TO BE DONE:
Copy out all the records, word for word.

EXERCISE MATERIAL:
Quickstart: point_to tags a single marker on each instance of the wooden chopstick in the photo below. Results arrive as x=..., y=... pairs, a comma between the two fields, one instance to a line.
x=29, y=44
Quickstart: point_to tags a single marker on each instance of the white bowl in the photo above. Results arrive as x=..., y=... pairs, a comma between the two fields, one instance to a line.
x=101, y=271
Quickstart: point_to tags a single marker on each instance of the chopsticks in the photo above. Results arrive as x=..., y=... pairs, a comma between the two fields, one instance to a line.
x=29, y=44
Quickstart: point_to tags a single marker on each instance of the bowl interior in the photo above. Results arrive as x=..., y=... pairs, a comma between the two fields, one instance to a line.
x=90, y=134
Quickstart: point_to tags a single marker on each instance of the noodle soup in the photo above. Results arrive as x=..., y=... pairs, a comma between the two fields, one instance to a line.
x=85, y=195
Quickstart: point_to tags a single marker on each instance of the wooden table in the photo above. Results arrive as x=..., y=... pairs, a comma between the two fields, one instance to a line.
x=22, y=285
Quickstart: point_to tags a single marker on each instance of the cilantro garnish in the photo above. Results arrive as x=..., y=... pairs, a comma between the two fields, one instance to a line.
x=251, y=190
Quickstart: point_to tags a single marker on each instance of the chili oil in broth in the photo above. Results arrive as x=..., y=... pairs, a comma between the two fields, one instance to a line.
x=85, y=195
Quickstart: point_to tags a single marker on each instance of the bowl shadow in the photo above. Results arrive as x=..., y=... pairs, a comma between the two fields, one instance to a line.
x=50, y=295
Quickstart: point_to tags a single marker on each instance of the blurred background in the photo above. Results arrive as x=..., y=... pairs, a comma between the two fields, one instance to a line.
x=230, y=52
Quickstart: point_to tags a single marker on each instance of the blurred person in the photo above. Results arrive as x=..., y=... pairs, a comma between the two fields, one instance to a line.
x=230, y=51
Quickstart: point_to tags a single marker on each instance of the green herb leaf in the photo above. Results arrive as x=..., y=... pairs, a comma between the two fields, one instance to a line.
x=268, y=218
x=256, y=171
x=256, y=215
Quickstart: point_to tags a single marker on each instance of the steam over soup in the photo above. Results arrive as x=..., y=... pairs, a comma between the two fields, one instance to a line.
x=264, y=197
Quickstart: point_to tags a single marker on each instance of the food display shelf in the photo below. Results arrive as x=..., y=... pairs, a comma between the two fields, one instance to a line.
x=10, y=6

FULL OUTPUT:
Quickstart: point_to tags a single marker on each instance of the wooden chopstick in the photo below. Results arrive as x=..., y=... pairs, a comma between the two fields, one instance to a line.
x=29, y=44
Quickstart: point_to tags a single marker on each instance of the white bowl in the photo above. Results arrive as x=..., y=... pairs, a comma between the two fields, one instance to a line.
x=101, y=271
Quickstart: point_to tags a single marker on each instance of the chopsticks in the photo above. Results arrive as x=..., y=... pairs, a comma between the two fields, one instance to a line.
x=29, y=44
Quickstart: point_to tags a single marker on each instance of the bowl interior in the photo above. Results arrive as x=..., y=... pairs, a comma between the two fields, one instance to a line.
x=90, y=134
Quickstart: point_to tags a single marker on each instance of the noodle soup in the photo above. Results arrive as x=..., y=... pairs, a comma between the two fields, one instance to a line.
x=85, y=195
Quickstart: point_to tags a single marker on each instance of the wooden table in the photo above. Results arrive as x=..., y=... pairs, a comma between the two fields, one instance to a line.
x=22, y=285
Quickstart: point_to tags a single marker on each instance of the cilantro garnish in the photo above. Results arrive as x=..., y=... pairs, a comma between the two fields, one instance to a line.
x=251, y=190
Quickstart: point_to tags a single marker on each instance of the chili oil in broth in the photo above. Results arrive as x=..., y=... pairs, a comma between the two fields, one instance to a line.
x=85, y=195
Quickstart: point_to tags a single marker on each instance of the bowl shadow in the photo above. Results arrive as x=..., y=... pairs, a comma between the two fields, one instance to a line.
x=50, y=295
Quickstart: point_to tags a single marker on each instance of the blurred background in the photo above. Results arrive as x=..., y=... pairs, a comma between the two fields, one instance to a line.
x=230, y=52
Quickstart: point_to tags a single marker on each instance of the blurred person in the photo above. Results arrive as x=..., y=... pairs, a comma between the two fields, one instance to a line.
x=230, y=51
Quickstart: point_to tags a single marker on each instance of the green herb leaf in the photo above. Results arrive as x=..., y=... pairs, a comma between the two fields, one instance to a line.
x=268, y=218
x=256, y=171
x=256, y=215
Quickstart: point_to tags a single marker on each instance of the steam over soup in the photo above. Results arrive as x=..., y=... pairs, a comma between the two fields, one instance to a line.
x=264, y=197
Quickstart: point_to tags a single marker on each instance of the food display shelf in the photo below. Results arrive as x=..., y=... pairs, a comma between the two fields, one instance to a line.
x=10, y=6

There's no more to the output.